Copy out each of the entries below line for line, changing nothing.

Boundary annotation records
:::::
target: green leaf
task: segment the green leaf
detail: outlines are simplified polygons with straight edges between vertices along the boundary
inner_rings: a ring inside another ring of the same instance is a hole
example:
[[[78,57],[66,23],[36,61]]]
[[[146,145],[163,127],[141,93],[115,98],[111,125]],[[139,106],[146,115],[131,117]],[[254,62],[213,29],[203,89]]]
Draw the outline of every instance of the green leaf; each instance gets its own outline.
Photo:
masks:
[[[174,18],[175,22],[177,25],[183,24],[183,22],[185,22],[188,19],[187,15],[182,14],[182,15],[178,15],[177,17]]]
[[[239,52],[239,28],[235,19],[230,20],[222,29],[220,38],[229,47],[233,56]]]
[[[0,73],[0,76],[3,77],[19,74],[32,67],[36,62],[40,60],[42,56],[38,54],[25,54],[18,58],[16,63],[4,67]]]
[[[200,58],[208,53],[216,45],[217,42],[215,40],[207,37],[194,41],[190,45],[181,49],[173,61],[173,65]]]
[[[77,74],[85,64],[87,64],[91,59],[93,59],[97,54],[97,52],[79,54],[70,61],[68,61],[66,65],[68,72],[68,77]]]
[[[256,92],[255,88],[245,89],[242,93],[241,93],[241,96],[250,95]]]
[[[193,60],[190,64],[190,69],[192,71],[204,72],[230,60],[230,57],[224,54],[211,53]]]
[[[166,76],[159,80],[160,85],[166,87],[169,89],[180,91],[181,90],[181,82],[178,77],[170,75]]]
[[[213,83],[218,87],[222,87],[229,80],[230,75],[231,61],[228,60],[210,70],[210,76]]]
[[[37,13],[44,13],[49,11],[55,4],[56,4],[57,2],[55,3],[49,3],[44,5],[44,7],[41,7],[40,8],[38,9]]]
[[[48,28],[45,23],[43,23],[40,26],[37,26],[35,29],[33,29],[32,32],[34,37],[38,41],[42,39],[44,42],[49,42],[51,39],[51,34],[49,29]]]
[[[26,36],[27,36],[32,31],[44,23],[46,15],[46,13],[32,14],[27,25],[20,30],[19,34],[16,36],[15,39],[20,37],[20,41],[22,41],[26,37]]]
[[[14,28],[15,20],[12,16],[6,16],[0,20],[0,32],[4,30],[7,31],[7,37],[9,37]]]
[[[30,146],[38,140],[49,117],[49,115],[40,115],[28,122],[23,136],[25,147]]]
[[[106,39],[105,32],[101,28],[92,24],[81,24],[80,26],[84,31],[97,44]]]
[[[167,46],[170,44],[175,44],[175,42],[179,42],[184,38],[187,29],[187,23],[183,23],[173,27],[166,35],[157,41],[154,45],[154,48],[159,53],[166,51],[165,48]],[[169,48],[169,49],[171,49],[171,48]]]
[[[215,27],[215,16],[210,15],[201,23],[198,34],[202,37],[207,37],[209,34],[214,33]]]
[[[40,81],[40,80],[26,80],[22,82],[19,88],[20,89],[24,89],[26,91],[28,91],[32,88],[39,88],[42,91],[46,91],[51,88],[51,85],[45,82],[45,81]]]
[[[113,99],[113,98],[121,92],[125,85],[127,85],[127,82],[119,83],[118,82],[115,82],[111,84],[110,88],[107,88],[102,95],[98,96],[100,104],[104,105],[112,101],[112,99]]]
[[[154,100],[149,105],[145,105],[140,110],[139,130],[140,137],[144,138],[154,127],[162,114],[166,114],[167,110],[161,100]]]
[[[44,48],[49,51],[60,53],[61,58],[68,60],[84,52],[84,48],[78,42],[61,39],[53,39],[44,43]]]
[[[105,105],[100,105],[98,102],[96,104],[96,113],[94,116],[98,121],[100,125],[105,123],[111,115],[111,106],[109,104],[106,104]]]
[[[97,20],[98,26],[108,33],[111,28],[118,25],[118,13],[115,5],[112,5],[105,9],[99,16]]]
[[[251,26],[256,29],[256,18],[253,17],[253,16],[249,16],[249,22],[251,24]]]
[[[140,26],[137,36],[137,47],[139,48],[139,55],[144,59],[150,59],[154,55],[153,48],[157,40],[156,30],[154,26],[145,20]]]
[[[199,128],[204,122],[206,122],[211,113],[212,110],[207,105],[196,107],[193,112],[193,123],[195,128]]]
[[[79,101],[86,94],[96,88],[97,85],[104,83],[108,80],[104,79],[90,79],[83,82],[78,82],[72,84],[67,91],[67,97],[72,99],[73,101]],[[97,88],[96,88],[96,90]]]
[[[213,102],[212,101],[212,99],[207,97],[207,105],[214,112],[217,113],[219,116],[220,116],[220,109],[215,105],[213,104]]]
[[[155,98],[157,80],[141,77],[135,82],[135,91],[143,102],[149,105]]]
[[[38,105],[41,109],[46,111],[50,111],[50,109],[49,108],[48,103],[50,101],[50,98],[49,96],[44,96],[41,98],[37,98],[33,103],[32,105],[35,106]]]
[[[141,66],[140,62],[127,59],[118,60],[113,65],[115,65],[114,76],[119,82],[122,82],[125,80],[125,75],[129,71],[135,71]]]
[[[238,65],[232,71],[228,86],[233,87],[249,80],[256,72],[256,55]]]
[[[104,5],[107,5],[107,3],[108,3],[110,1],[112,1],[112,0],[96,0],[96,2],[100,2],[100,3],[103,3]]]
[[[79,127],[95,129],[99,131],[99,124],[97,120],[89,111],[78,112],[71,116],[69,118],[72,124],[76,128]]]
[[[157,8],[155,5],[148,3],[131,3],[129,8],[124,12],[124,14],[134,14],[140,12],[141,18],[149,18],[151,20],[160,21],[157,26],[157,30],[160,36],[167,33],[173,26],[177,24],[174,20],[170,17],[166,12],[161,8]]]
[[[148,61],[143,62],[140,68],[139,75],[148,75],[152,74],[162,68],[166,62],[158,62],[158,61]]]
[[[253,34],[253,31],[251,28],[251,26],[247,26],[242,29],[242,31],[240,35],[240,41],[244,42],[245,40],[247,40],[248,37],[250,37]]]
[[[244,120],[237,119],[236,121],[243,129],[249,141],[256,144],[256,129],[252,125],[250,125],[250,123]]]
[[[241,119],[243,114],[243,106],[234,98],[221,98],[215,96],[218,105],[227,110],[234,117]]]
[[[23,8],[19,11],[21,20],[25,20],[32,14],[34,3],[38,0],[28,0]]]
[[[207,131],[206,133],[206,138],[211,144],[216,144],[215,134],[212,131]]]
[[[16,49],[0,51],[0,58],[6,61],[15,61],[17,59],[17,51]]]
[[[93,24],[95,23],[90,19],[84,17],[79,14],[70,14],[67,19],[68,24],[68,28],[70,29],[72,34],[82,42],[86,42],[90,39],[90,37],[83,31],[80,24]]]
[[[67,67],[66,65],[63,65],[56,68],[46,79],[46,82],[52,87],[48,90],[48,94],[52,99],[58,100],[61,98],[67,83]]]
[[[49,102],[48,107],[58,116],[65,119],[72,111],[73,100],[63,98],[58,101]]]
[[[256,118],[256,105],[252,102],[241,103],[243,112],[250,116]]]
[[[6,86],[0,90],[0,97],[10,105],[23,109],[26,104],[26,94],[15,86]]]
:::::
● OUTPUT FOR THIS EXERCISE:
target: green leaf
task: segment the green leaf
detail: outlines are simplified polygons with straight edges between vertices along the boundary
inner_rings: a ring inside another ring of the same instance is a hole
example:
[[[78,57],[66,23],[36,61]]]
[[[146,145],[163,127],[141,93],[115,98],[111,125]],[[139,106],[146,115],[131,117]],[[254,62],[213,29],[203,89]]]
Draw the outline of every instance of the green leaf; each instance gets its own outline.
Photo:
masks:
[[[174,18],[175,22],[177,25],[183,24],[183,22],[185,22],[188,19],[187,15],[182,14],[182,15],[178,15],[177,17]]]
[[[239,52],[239,28],[235,19],[230,20],[222,29],[220,38],[229,47],[233,56]]]
[[[0,73],[0,76],[3,77],[19,74],[32,67],[36,62],[40,60],[42,56],[38,54],[25,54],[18,58],[16,63],[4,67]]]
[[[200,58],[208,53],[216,45],[217,42],[215,40],[207,37],[194,41],[190,45],[181,49],[173,61],[173,65]]]
[[[77,74],[85,64],[87,64],[91,59],[93,59],[97,54],[97,52],[79,54],[70,61],[68,61],[66,65],[68,72],[68,77]]]
[[[256,92],[255,88],[245,89],[242,93],[241,93],[241,96],[250,95]]]
[[[193,60],[190,64],[190,69],[192,71],[204,72],[230,60],[230,57],[224,54],[211,53]]]
[[[166,76],[159,80],[160,85],[166,87],[169,89],[180,91],[181,90],[181,82],[178,77],[170,75]]]
[[[213,83],[218,87],[222,87],[229,80],[230,75],[231,61],[228,60],[210,70],[210,76]]]
[[[37,13],[44,13],[49,11],[55,4],[56,4],[57,2],[55,3],[49,3],[44,5],[44,7],[41,7],[40,8],[38,9]]]
[[[48,28],[45,23],[43,23],[40,26],[37,26],[35,29],[33,29],[32,32],[34,37],[38,41],[42,39],[44,42],[49,42],[51,39],[51,34],[49,29]]]
[[[26,36],[27,36],[32,31],[44,23],[46,15],[46,13],[32,14],[27,25],[20,30],[19,34],[16,36],[15,39],[20,37],[20,41],[22,41],[26,37]]]
[[[14,28],[15,20],[12,16],[6,16],[0,20],[0,32],[4,30],[7,31],[7,37],[9,37]]]
[[[30,146],[38,140],[49,117],[49,115],[40,115],[28,122],[23,136],[25,147]]]
[[[106,39],[105,32],[101,28],[92,24],[81,24],[80,26],[84,31],[97,44]]]
[[[167,46],[170,44],[175,44],[175,42],[179,42],[184,38],[187,29],[187,23],[183,23],[173,27],[166,35],[157,41],[154,45],[154,48],[159,53],[166,51],[165,48]],[[169,48],[169,49],[171,49],[171,48]]]
[[[215,27],[215,16],[210,15],[201,23],[198,34],[202,37],[207,37],[209,34],[214,33]]]
[[[40,81],[40,80],[26,80],[22,82],[19,88],[20,89],[24,89],[26,91],[28,91],[32,88],[39,88],[42,91],[46,91],[51,88],[51,85],[45,82],[45,81]]]
[[[113,99],[113,98],[121,92],[125,85],[127,85],[127,82],[119,83],[118,82],[115,82],[111,84],[110,88],[107,88],[102,95],[98,96],[100,104],[104,105],[112,101],[112,99]]]
[[[154,100],[149,105],[145,105],[140,110],[139,130],[140,137],[144,138],[154,127],[162,114],[166,114],[167,110],[161,100]]]
[[[44,48],[49,51],[60,53],[61,58],[68,60],[84,52],[84,48],[78,42],[61,39],[53,39],[44,43]]]
[[[105,105],[100,105],[98,102],[96,104],[96,113],[94,116],[98,121],[100,125],[105,123],[111,115],[111,106],[109,104],[106,104]]]
[[[97,20],[98,26],[108,33],[111,28],[118,25],[118,13],[115,5],[112,5],[105,9],[99,16]]]
[[[251,26],[256,29],[256,18],[253,17],[253,16],[249,16],[249,22],[251,24]]]
[[[140,26],[137,36],[137,47],[139,48],[139,55],[144,59],[150,59],[154,55],[153,48],[157,40],[156,30],[154,26],[145,20]]]
[[[199,128],[204,122],[206,122],[211,113],[212,110],[207,105],[196,107],[193,112],[193,123],[195,128]]]
[[[79,101],[86,94],[96,88],[97,85],[104,83],[108,80],[104,79],[90,79],[83,82],[78,82],[72,84],[67,91],[67,97],[72,99],[73,101]],[[97,88],[96,88],[96,90]]]
[[[213,102],[212,101],[212,99],[207,97],[207,105],[214,112],[217,113],[219,116],[220,116],[220,109],[215,105],[213,104]]]
[[[155,98],[157,80],[141,77],[135,82],[135,91],[143,102],[149,105]]]
[[[38,105],[41,109],[46,111],[50,111],[50,109],[49,108],[48,103],[50,101],[50,98],[49,96],[44,96],[41,98],[37,98],[33,103],[32,105],[35,106]]]
[[[141,66],[140,62],[127,59],[118,60],[113,65],[115,65],[114,76],[119,82],[122,82],[125,80],[125,75],[129,71],[135,71]]]
[[[238,65],[232,71],[228,86],[233,87],[249,80],[256,72],[256,55]]]
[[[104,5],[107,5],[107,3],[108,3],[110,1],[112,1],[112,0],[96,0],[96,2],[100,2],[100,3],[103,3]]]
[[[79,127],[95,129],[99,131],[99,124],[97,120],[89,111],[78,112],[71,116],[69,118],[72,124],[76,128]]]
[[[157,8],[155,5],[148,3],[131,3],[129,8],[124,12],[124,14],[134,14],[140,12],[141,18],[149,18],[151,20],[160,21],[157,26],[157,30],[160,36],[167,33],[173,26],[177,24],[174,20],[170,17],[166,12],[161,8]]]
[[[148,61],[143,62],[140,68],[139,75],[148,75],[152,74],[162,68],[166,62],[158,62],[158,61]]]
[[[253,34],[253,31],[251,28],[251,26],[247,26],[242,29],[242,31],[240,35],[240,41],[244,42],[245,40],[247,40],[248,37],[250,37]]]
[[[244,120],[237,119],[236,121],[243,129],[249,141],[256,144],[256,129],[252,125],[250,125],[250,123]]]
[[[241,119],[243,114],[243,106],[234,98],[221,98],[215,96],[218,105],[227,110],[234,117]]]
[[[23,8],[19,11],[21,20],[25,20],[32,14],[34,3],[38,0],[28,0]]]
[[[207,131],[206,133],[206,138],[211,144],[216,144],[215,134],[212,131]]]
[[[16,49],[0,51],[0,58],[6,61],[15,61],[17,59],[17,51]]]
[[[93,24],[95,23],[90,19],[84,17],[79,14],[70,14],[67,19],[68,24],[68,28],[70,29],[72,34],[82,42],[86,42],[90,39],[90,37],[83,31],[80,24]]]
[[[67,67],[66,65],[63,65],[56,68],[46,79],[46,82],[52,87],[48,90],[48,94],[52,99],[58,100],[61,98],[67,83]]]
[[[49,102],[48,107],[58,116],[65,119],[72,111],[73,100],[63,98],[58,101]]]
[[[256,118],[256,105],[252,102],[241,103],[243,112],[250,116]]]
[[[6,86],[0,90],[0,97],[10,105],[23,109],[26,104],[26,94],[15,86]]]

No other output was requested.